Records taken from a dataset
━━━━━━━━━━━━━━━━━━━━━━━━━━━━━━

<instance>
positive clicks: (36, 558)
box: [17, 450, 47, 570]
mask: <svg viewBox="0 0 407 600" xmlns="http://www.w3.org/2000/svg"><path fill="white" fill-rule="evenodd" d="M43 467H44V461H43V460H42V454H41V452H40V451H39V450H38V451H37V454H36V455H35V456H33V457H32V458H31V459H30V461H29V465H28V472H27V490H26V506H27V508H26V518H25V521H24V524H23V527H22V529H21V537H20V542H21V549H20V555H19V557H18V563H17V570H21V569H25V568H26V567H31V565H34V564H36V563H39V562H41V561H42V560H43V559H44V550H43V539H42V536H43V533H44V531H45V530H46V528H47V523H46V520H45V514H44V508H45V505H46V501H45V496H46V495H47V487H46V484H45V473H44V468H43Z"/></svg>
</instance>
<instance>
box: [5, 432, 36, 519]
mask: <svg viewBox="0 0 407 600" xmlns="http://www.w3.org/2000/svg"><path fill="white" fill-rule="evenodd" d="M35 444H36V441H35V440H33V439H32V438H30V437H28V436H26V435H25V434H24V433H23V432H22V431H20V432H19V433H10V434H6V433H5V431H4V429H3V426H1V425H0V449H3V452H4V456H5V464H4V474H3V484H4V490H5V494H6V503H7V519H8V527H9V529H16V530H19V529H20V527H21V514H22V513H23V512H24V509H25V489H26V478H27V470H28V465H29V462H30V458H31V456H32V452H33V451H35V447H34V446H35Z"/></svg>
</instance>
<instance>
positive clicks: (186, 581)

━━━━━━━━━━━━━━━━━━━━━━━━━━━━━━

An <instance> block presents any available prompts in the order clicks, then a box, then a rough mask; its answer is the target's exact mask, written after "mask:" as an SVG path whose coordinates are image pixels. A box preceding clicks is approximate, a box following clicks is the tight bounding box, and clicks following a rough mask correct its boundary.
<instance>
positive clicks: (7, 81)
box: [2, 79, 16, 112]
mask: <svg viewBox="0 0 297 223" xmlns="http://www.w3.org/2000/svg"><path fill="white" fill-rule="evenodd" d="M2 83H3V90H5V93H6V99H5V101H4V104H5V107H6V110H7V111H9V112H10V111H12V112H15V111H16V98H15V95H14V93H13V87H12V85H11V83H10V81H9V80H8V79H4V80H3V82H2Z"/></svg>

━━━━━━━━━━━━━━━━━━━━━━━━━━━━━━

Find every line in the listing above that contains the word "clicks" and copy each of those lines in full. Letter case matters.

positive clicks: (36, 558)
positive clicks: (186, 581)
An <instance> block presents any available prompts in the order clicks, then a box, then a rough mask; its answer is the target's exact mask, written after "mask:" as an SVG path whose coordinates are image pixels. A box preceding clicks is approximate, a box following clicks is the tight bounding box, and clicks following a rough mask correct its boundary.
positive clicks: (7, 81)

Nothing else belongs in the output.